[DATA FOR ANALYSIS Boundary: Start]

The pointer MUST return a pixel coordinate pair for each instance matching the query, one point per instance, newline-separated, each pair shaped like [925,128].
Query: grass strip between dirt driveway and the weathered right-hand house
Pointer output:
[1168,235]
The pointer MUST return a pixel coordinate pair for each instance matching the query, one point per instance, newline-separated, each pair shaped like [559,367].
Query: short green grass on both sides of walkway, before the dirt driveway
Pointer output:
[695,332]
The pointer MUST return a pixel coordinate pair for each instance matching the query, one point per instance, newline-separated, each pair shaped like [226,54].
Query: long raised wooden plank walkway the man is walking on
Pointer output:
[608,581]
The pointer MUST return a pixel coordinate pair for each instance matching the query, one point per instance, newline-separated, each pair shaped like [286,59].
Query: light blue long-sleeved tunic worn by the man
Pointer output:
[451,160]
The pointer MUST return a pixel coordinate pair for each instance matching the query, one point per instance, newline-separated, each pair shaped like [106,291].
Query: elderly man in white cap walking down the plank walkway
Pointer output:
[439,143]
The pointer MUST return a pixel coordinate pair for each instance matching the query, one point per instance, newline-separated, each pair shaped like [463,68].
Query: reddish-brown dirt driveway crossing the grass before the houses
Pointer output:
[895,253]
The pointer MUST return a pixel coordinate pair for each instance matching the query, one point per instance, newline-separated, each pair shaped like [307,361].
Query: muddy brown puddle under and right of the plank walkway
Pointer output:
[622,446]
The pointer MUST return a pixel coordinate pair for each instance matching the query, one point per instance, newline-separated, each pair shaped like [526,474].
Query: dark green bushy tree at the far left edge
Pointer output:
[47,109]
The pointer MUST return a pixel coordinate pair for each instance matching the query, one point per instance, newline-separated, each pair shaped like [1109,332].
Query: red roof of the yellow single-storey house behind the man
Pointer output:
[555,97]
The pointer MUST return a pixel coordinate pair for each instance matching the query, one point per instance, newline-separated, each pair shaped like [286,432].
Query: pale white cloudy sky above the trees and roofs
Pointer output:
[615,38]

[DATA FOR ANALYSIS Boundary: End]

▶ **PROBLEM TO WORK ON**: Without changing a word, restate the whole listing.

▶ **TASK ANSWER**:
The pointer MUST return a pixel coordinate pair for each instance matching the query, one point per instance, newline-separated, each pair shaped like [925,128].
Query: grass strip between dirt driveway and the weathered right-hand house
Pointer output:
[1168,235]
The pointer MUST return a pixel coordinate pair for each instance matching the query, one point per instance, newline-separated, each pair shaped like [559,367].
Query: short green grass on both sides of walkway, before the dirt driveway
Pointer output:
[695,332]
The pointer MUST return a pixel coordinate pair for each instance matching the query, one point per instance, newline-separated, each pair shaped like [226,54].
Query: long raised wooden plank walkway the man is walking on
Pointer output:
[608,581]
The pointer MUST return a pixel coordinate pair for each instance matching the query, one point per instance, newline-separated, each pair shaped like [286,59].
Query: light blue long-sleeved tunic worn by the man
Pointer output:
[451,160]
The pointer MUST return a pixel coordinate pair for each instance matching the query, one point per instance, newline-separated, each pair shaped like [106,291].
Query: elderly man in white cap walking down the plank walkway
Pointer output:
[439,143]
The pointer MUST return a pixel coordinate pair for each instance matching the query, one point per instance, newline-separated, each pair shaped like [463,68].
Query: reddish-brown dirt driveway crossing the grass before the houses
Pointer output:
[895,253]
The pointer MUST return a pixel coordinate pair for each instance matching the query, one point per instance, newline-separated, each pair shaped like [307,361].
Query: muddy brown puddle under and right of the plank walkway
Pointer output:
[622,446]
The pointer MUST return a pixel coordinate pair for each instance matching the query, one point per instance, newline-separated, each pair shaped like [526,474].
Query: dark green bushy tree at the far left edge
Pointer output:
[47,109]
The pointer MUST return a pixel coordinate pair for each instance matching the query, one point per instance, newline-separated, each pair shaped like [1109,332].
Query: red roof of the yellow single-storey house behind the man
Pointer output:
[555,97]
The pointer MUST return a pixel coordinate pair for each instance matching the query, one point per instance, newline-separated, each pair shaped like [286,432].
Query: pale white cloudy sky above the trees and roofs
Pointer output:
[615,38]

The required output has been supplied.